## TASK DESCRIPTION
Count the lines in the items below that contain the string "fries", matching case exactly, and reply with only that number.

## STORED ROWS
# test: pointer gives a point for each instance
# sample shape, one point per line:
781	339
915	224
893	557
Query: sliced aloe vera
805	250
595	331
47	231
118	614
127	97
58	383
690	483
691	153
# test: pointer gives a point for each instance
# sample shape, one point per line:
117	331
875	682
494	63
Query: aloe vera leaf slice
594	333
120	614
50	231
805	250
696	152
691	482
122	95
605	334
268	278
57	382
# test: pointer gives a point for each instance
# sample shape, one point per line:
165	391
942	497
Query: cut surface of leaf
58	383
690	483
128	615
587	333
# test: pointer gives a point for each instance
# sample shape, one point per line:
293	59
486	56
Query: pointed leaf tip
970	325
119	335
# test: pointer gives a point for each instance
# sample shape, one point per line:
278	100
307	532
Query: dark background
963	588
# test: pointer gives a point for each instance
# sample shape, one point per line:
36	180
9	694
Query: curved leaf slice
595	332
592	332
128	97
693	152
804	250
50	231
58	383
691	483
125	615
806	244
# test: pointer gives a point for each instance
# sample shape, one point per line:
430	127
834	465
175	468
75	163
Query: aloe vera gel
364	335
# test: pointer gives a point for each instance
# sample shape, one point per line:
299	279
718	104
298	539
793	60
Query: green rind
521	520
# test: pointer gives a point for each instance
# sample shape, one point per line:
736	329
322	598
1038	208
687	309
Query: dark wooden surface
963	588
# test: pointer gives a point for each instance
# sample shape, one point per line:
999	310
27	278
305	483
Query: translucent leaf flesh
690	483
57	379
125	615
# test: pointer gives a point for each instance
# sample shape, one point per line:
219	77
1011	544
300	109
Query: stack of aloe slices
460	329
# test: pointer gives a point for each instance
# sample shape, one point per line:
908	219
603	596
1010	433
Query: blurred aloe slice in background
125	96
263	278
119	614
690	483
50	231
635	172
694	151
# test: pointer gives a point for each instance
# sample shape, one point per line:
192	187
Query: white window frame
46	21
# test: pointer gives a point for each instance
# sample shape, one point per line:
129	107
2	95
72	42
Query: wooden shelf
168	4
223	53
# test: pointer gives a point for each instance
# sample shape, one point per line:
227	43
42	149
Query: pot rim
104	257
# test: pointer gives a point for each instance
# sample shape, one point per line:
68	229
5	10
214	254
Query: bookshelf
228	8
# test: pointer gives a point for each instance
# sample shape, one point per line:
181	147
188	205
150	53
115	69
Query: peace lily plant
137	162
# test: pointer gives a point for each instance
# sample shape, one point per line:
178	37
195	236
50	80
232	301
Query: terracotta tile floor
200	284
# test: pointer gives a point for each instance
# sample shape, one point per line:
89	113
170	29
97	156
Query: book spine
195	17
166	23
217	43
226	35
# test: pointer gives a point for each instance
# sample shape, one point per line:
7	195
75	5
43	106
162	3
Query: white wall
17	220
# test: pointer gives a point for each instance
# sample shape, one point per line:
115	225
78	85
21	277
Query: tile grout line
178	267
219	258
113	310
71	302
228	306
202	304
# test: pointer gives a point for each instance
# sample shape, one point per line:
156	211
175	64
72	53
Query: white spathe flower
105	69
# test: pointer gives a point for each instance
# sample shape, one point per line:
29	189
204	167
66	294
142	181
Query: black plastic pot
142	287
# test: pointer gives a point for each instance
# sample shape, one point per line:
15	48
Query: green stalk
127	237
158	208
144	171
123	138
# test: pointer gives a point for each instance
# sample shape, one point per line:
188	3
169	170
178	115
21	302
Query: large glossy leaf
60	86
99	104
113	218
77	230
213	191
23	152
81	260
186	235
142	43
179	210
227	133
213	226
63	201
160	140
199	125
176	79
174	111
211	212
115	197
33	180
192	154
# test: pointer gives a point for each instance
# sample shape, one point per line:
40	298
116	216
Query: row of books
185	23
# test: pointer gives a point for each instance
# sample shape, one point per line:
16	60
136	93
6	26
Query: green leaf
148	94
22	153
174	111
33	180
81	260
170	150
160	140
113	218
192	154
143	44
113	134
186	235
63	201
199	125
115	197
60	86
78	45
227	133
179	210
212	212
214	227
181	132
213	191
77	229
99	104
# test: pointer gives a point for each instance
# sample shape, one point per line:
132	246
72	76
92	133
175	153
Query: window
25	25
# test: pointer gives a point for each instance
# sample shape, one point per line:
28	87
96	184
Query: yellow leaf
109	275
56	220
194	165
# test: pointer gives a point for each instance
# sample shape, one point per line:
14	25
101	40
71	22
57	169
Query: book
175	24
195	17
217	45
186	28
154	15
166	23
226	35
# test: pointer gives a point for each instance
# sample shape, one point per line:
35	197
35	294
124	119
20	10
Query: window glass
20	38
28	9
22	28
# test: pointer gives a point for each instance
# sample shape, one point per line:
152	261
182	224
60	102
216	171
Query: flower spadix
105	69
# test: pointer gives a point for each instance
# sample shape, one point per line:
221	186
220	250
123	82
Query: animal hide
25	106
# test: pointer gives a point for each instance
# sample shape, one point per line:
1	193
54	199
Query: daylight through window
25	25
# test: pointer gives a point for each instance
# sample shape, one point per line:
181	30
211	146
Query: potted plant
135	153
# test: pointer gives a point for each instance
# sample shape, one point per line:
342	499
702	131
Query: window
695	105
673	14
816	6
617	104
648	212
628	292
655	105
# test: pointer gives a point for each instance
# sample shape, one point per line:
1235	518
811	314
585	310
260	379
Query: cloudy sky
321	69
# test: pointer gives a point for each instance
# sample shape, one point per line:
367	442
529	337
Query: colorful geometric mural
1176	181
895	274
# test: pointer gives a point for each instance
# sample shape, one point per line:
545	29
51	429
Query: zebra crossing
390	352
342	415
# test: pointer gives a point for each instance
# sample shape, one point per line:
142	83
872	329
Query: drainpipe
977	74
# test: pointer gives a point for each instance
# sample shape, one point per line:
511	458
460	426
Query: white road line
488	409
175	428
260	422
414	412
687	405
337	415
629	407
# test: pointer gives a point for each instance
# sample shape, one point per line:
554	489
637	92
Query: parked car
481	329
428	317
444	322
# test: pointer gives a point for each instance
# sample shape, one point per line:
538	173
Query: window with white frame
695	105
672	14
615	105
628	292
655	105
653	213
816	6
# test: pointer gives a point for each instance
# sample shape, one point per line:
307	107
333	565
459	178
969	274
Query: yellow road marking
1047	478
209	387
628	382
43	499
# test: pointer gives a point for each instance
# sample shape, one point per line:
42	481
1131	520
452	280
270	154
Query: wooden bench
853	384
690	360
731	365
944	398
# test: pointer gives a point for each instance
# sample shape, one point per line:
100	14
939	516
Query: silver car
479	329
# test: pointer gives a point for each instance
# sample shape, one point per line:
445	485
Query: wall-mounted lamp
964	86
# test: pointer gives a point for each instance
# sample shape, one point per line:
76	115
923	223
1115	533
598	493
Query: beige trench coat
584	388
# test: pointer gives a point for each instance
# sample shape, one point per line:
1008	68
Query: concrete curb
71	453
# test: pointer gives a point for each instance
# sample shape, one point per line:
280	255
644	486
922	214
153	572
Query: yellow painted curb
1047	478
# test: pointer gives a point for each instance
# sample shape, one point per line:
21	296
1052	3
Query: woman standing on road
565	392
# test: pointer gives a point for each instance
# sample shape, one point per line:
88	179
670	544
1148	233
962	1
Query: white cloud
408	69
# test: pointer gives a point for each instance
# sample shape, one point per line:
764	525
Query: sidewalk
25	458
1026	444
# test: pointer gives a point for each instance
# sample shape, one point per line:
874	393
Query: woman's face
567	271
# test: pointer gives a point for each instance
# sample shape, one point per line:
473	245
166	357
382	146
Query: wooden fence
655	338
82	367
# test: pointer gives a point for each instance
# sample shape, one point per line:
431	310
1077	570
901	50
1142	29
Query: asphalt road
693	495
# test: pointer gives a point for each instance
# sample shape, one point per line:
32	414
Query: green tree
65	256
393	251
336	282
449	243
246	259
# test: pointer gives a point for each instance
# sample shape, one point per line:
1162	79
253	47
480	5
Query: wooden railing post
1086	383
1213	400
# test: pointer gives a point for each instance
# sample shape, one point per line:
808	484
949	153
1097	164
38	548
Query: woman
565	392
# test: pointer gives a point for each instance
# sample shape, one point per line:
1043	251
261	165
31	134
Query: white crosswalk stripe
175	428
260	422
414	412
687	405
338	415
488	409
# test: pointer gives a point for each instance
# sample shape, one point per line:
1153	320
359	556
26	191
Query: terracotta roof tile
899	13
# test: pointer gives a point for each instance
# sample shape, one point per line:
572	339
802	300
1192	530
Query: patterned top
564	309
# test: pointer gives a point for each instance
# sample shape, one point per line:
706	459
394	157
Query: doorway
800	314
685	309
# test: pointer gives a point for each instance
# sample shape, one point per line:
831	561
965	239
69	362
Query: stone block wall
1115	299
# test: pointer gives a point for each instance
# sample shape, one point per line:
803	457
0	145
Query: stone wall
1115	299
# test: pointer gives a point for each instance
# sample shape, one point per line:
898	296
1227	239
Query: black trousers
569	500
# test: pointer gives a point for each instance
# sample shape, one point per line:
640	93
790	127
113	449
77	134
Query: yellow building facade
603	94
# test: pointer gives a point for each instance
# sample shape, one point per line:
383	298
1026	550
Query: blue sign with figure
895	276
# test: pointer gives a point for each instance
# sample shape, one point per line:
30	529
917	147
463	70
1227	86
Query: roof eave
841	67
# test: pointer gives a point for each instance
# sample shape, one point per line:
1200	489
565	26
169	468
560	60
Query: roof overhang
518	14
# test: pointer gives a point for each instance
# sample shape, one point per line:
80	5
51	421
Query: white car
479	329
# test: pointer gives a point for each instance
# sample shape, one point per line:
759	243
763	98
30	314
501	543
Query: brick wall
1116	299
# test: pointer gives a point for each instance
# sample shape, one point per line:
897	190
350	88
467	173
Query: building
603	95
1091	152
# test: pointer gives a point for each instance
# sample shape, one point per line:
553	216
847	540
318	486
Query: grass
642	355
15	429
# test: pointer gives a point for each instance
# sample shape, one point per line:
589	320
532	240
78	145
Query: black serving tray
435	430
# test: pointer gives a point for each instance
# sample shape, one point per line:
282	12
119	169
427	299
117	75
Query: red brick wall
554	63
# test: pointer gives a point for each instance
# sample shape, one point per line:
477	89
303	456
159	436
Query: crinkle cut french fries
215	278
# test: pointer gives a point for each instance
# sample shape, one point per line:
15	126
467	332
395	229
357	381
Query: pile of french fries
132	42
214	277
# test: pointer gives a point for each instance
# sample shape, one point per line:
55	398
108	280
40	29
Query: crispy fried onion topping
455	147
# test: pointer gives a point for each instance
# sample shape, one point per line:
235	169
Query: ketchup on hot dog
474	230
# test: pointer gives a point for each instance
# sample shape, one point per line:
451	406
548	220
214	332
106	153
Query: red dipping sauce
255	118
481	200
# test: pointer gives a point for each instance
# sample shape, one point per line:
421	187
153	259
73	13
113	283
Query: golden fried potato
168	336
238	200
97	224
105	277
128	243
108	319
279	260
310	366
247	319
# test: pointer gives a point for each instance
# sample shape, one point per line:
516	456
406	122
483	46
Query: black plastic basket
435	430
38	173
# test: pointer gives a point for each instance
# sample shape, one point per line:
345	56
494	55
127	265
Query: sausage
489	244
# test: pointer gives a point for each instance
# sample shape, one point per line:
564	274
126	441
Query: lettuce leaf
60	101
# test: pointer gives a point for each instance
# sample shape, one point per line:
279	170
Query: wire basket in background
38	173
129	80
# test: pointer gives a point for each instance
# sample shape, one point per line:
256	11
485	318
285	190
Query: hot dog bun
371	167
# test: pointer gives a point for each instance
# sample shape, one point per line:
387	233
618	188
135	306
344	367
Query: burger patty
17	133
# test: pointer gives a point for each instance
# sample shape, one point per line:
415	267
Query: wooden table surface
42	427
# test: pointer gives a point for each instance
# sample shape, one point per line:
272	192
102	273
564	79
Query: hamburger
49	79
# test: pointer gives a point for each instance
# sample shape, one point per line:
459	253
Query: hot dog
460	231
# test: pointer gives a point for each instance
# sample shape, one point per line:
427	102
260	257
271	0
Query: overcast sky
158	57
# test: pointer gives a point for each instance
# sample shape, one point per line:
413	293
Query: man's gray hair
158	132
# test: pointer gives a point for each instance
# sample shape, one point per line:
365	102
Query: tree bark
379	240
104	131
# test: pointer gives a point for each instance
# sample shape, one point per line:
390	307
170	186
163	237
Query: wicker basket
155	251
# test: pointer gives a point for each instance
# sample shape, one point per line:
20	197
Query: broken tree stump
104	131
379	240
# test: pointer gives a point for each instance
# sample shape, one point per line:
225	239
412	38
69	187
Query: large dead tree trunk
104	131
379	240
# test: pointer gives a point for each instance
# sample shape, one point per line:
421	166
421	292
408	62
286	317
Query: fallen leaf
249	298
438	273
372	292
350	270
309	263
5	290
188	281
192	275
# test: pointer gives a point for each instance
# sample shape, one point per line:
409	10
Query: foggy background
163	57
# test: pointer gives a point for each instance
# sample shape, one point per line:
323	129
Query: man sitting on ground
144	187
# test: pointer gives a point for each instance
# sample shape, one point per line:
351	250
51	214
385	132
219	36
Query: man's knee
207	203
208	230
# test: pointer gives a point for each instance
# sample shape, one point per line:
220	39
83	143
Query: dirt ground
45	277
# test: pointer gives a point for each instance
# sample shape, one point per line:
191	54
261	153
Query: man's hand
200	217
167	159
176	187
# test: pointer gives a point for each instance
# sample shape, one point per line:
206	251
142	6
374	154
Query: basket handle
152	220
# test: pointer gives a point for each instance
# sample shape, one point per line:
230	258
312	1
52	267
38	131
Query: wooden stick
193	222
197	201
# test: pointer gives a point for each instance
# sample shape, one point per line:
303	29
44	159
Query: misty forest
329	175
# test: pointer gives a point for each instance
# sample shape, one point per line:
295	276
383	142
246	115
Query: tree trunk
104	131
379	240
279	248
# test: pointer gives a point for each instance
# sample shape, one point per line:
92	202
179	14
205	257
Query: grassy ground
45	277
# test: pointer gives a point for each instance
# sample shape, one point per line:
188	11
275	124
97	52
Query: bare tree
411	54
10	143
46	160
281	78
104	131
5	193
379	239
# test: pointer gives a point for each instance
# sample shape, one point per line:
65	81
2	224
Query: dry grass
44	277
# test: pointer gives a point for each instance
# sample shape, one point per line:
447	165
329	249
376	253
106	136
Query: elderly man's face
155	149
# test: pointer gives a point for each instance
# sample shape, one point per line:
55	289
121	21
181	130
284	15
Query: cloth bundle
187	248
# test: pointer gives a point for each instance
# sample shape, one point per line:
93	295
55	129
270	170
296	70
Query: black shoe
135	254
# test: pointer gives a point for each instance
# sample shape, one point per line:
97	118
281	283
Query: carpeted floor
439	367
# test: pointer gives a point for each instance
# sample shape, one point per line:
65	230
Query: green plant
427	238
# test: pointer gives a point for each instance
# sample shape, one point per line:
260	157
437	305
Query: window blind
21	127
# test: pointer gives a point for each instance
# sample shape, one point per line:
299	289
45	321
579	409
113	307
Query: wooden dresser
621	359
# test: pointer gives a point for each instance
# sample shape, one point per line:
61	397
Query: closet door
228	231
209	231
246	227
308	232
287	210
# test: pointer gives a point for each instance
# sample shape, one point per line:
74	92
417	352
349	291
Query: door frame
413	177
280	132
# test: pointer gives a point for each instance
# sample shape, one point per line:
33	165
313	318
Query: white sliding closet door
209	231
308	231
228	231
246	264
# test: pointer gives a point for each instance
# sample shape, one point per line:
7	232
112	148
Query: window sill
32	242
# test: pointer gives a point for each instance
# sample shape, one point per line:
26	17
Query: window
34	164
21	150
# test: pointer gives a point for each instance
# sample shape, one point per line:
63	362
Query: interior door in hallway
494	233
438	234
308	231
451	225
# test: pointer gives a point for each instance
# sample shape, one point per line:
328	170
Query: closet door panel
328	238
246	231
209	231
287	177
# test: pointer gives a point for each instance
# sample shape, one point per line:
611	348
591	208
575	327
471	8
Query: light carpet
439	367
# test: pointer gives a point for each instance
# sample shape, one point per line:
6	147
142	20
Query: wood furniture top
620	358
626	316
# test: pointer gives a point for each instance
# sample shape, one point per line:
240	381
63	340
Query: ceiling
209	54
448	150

## TASK ANSWER
2